» Goal
Recast the listing below as a Markdown table with two columns, Row and Entry, giving each nonblank line its own numbered row. Leave the pictures out of the table.

▼

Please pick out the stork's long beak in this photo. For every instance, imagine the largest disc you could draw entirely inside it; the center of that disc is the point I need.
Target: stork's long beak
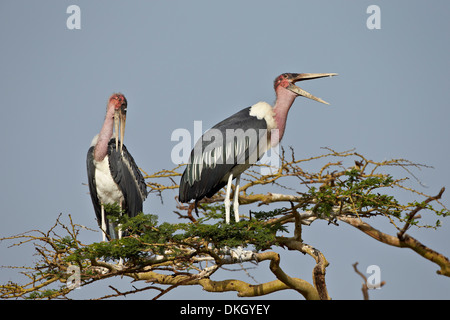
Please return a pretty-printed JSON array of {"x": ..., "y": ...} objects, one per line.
[
  {"x": 120, "y": 118},
  {"x": 294, "y": 77}
]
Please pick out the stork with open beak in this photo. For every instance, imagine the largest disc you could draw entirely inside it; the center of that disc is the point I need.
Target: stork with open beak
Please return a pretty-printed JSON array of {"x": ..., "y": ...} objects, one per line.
[{"x": 214, "y": 164}]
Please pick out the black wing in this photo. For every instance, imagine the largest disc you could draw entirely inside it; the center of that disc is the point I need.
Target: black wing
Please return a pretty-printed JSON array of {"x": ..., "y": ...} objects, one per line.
[
  {"x": 92, "y": 185},
  {"x": 214, "y": 156},
  {"x": 128, "y": 177}
]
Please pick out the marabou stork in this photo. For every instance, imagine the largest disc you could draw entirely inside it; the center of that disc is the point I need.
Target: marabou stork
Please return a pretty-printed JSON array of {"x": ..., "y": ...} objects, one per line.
[
  {"x": 114, "y": 177},
  {"x": 215, "y": 161}
]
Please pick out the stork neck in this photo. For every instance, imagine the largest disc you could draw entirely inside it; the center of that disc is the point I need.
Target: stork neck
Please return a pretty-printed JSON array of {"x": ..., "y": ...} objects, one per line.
[
  {"x": 101, "y": 148},
  {"x": 283, "y": 103}
]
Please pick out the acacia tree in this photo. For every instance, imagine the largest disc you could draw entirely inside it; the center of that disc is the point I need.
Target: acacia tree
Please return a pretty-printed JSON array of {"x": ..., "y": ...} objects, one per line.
[{"x": 345, "y": 186}]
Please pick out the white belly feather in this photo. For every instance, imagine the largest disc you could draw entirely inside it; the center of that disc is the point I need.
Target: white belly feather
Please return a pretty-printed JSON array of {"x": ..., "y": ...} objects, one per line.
[{"x": 107, "y": 190}]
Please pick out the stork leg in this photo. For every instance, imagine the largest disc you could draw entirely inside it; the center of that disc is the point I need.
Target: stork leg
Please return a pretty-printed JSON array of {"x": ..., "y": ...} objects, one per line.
[
  {"x": 227, "y": 201},
  {"x": 236, "y": 198},
  {"x": 120, "y": 235},
  {"x": 103, "y": 223}
]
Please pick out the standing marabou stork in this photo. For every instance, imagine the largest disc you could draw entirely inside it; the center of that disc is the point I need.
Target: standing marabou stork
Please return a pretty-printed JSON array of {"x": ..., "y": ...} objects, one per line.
[
  {"x": 216, "y": 161},
  {"x": 112, "y": 173}
]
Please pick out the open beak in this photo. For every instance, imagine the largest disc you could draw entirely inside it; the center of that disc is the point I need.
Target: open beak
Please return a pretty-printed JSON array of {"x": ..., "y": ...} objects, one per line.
[
  {"x": 294, "y": 77},
  {"x": 120, "y": 118}
]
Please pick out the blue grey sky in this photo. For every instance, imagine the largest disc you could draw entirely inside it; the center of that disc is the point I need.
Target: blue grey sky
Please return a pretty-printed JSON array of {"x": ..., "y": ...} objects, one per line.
[{"x": 181, "y": 61}]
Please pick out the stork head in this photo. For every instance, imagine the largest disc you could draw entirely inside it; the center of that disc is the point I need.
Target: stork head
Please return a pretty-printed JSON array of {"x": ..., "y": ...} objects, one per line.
[
  {"x": 288, "y": 80},
  {"x": 119, "y": 102}
]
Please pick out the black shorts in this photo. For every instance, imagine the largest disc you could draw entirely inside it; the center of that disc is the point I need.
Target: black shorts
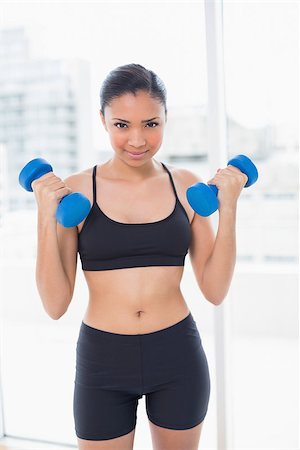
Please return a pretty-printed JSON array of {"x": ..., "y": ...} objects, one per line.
[{"x": 113, "y": 371}]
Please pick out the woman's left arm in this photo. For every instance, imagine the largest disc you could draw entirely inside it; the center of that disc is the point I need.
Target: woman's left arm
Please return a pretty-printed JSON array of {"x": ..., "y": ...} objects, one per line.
[
  {"x": 219, "y": 267},
  {"x": 213, "y": 258}
]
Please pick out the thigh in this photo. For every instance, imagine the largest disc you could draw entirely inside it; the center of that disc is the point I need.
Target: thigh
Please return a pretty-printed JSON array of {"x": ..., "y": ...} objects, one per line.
[
  {"x": 120, "y": 443},
  {"x": 179, "y": 394},
  {"x": 107, "y": 387},
  {"x": 101, "y": 414}
]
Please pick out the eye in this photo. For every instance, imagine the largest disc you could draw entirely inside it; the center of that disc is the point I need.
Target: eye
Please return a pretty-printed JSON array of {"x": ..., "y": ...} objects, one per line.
[{"x": 121, "y": 123}]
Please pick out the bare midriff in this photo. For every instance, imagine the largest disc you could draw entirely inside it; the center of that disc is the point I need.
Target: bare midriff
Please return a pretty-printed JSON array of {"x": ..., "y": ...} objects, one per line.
[{"x": 135, "y": 300}]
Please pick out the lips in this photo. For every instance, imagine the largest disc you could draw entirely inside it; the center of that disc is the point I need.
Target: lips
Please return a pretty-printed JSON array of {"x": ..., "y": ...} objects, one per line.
[{"x": 132, "y": 153}]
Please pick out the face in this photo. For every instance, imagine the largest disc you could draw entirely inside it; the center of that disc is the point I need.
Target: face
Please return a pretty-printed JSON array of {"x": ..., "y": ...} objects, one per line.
[{"x": 130, "y": 130}]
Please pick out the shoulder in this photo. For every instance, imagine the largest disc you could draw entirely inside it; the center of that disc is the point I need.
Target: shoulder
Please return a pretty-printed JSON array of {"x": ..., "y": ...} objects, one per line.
[{"x": 79, "y": 177}]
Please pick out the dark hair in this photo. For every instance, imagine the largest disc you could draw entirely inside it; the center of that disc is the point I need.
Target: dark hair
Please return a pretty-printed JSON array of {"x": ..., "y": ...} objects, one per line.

▲

» Problem solution
| Row | Entry |
|---|---|
| 1 | Please pick out the stork's long beak in this photo. For every instance, imagine the largest disc you could draw entirely inside it; the center of that disc is the point I need. |
| 2 | Target: stork's long beak |
| 3 | Please return a pretty-printed JSON array of {"x": ..., "y": ...} objects, one per line. |
| 4 | [ |
| 5 |   {"x": 120, "y": 118}, |
| 6 |   {"x": 294, "y": 77} |
| 7 | ] |
| 8 | Please pick out the stork with open beak in this photo. For every instance, imagine the largest disc you could draw entirely inside it; the center of that disc is the point I need. |
| 9 | Target: stork with open beak |
| 10 | Please return a pretty-printed JSON array of {"x": ..., "y": ...} objects, one per line. |
| 11 | [{"x": 214, "y": 164}] |
| 12 | Please pick out the black wing in this photo. For every instance, imagine the largest disc you could draw entirely inside it; the center of that disc is the point I need. |
| 13 | Target: black wing |
| 14 | Please return a pretty-printed JSON array of {"x": ..., "y": ...} objects, one per line. |
| 15 | [ |
| 16 |   {"x": 92, "y": 185}, |
| 17 |   {"x": 214, "y": 156}, |
| 18 |   {"x": 128, "y": 177} |
| 19 | ] |
| 20 | Please pick out the marabou stork in this photo. For every instance, imagine the largest disc you could draw entirely inside it; the center of that disc is the point I need. |
| 21 | Target: marabou stork |
| 22 | Please return a pretty-printed JSON array of {"x": ..., "y": ...} objects, one per line. |
| 23 | [ |
| 24 |   {"x": 114, "y": 177}, |
| 25 |   {"x": 215, "y": 161} |
| 26 | ] |
| 27 | Please pick out the stork neck in this photo. For every instance, imagine the largest disc you could draw entirely inside it; the center of that disc is the point I need. |
| 28 | Target: stork neck |
| 29 | Please return a pretty-printed JSON array of {"x": ..., "y": ...} objects, one per line. |
| 30 | [ |
| 31 |   {"x": 101, "y": 148}, |
| 32 |   {"x": 283, "y": 103} |
| 33 | ] |
| 34 | Please pick out the acacia tree in this photo. For every instance, imagine the largest disc you could draw entirely inside it; the center of that disc is the point I need. |
| 35 | Target: acacia tree |
| 36 | Please return a pretty-printed JSON array of {"x": ..., "y": ...} objects, one per line. |
| 37 | [{"x": 345, "y": 186}] |
| 38 | Please pick out the white belly feather in this photo. For every instance, imagine the largest disc you could draw entirely inside it; the center of that disc is the point I need. |
| 39 | Target: white belly feather |
| 40 | Please return a pretty-printed JSON array of {"x": ..., "y": ...} objects, one per line. |
| 41 | [{"x": 107, "y": 190}] |
| 42 | Please pick out the stork leg in this photo. For every instance, imagine the largest disc you could draw entirely inside it; the center of that disc is the point I need. |
| 43 | Target: stork leg |
| 44 | Please return a pretty-printed JSON array of {"x": ..., "y": ...} objects, one per line. |
| 45 | [ |
| 46 |   {"x": 227, "y": 201}, |
| 47 |   {"x": 236, "y": 198}, |
| 48 |   {"x": 120, "y": 235}, |
| 49 |   {"x": 103, "y": 223} |
| 50 | ] |
| 51 | Please pick out the standing marabou stork in this photo. For every instance, imagine the largest disc you could draw entirely inside it; the center of that disc is the point I need. |
| 52 | Target: standing marabou stork |
| 53 | Please return a pretty-printed JSON array of {"x": ..., "y": ...} objects, one per line. |
| 54 | [ |
| 55 |   {"x": 216, "y": 161}, |
| 56 |   {"x": 112, "y": 173} |
| 57 | ] |
| 58 | Please pick out the open beak in this photo. For every instance, imagine the largest disc you could draw entirely inside it; the center of that disc is the point I need. |
| 59 | Target: open beak |
| 60 | Please return a pretty-printed JSON array of {"x": ..., "y": ...} objects, one per line. |
| 61 | [ |
| 62 |   {"x": 294, "y": 77}, |
| 63 |   {"x": 120, "y": 118} |
| 64 | ] |
| 65 | Please pick out the blue grey sky in this photo. For every instance, imagine the largest disc you could draw entirely inside it; the center of that disc is the point I need. |
| 66 | Target: blue grey sky |
| 67 | Please return a pretty-printed JSON array of {"x": ..., "y": ...} objects, one per line. |
| 68 | [{"x": 181, "y": 61}] |
| 69 | Please pick out the stork head in this photo. For every instance, imagine the largest disc you could draw entirely inside it; the center of that disc is the point I need. |
| 70 | Target: stork head |
| 71 | Please return a pretty-printed JSON array of {"x": ..., "y": ...} objects, one per line. |
| 72 | [ |
| 73 |   {"x": 288, "y": 80}, |
| 74 |   {"x": 119, "y": 102} |
| 75 | ] |
| 76 | Please pick out the black shorts in this photo. For every instance, imagine the largest disc you could draw entirely inside it; the center of that disc is the point I need. |
| 77 | Target: black shorts |
| 78 | Please return a pretty-printed JSON array of {"x": ..., "y": ...} objects, one per line. |
| 79 | [{"x": 113, "y": 371}] |
| 80 | Please pick out the woman's left arm in this photo. For every instance, imagine the largest disc you could draw entirely inside it; the center of that disc is the point I need. |
| 81 | Target: woman's left arm |
| 82 | Please return a pretty-printed JSON array of {"x": ..., "y": ...} objects, one per line. |
| 83 | [ |
| 84 |   {"x": 219, "y": 267}, |
| 85 |   {"x": 213, "y": 258} |
| 86 | ] |
| 87 | Please pick out the thigh in this photo. For every instance, imagine the largest disc you could draw entirely inside it; the center of that disc is the point I need. |
| 88 | Target: thigh |
| 89 | Please return a pretty-printed JSON array of {"x": ..., "y": ...} objects, one per line. |
| 90 | [ |
| 91 |   {"x": 120, "y": 443}, |
| 92 |   {"x": 179, "y": 394}, |
| 93 |   {"x": 107, "y": 387}, |
| 94 |   {"x": 101, "y": 414} |
| 95 | ] |
| 96 | Please pick out the eye in this photo. For every instance, imagine the largest disc you could draw entirely inside it; the center of that disc is the point I need. |
| 97 | Target: eye |
| 98 | Please return a pretty-printed JSON array of {"x": ..., "y": ...} objects, one per line. |
| 99 | [{"x": 121, "y": 123}] |
| 100 | Please pick out the bare midriff in this photo. For every instance, imagine the largest disc you could draw entirely inside it; the center of that disc is the point I need. |
| 101 | Target: bare midriff |
| 102 | Please return a pretty-printed JSON array of {"x": ..., "y": ...} objects, one per line. |
| 103 | [{"x": 135, "y": 300}] |
| 104 | Please pick out the lips in this photo. For every instance, imagine the largest disc you could draw entirely inside it; the center of that disc is the point I need. |
| 105 | Target: lips |
| 106 | Please return a pretty-printed JSON array of {"x": ..., "y": ...} objects, one per line. |
| 107 | [{"x": 132, "y": 153}] |
| 108 | Please pick out the face in this photo. For every instance, imagine the largest disc you could draw entirely inside it; the center of that disc is the point I need. |
| 109 | Target: face |
| 110 | Please return a pretty-printed JSON array of {"x": ..., "y": ...} objects, one per line. |
| 111 | [{"x": 130, "y": 130}] |
| 112 | Please pick out the shoulder in this photo. For every instance, imagine the largest disc you could draw entirely inside it; the center of that disc is the point I need. |
| 113 | Target: shoulder |
| 114 | Please return a pretty-printed JSON array of {"x": ..., "y": ...} objects, one per line. |
| 115 | [{"x": 79, "y": 177}] |
| 116 | Please pick out the dark hair in this photo. For every instance, imagine the largest disc you could draw entirely inside it; the center of that disc is the point I need. |
| 117 | Target: dark hair |
| 118 | Please return a pretty-printed JSON array of {"x": ..., "y": ...} objects, one per line. |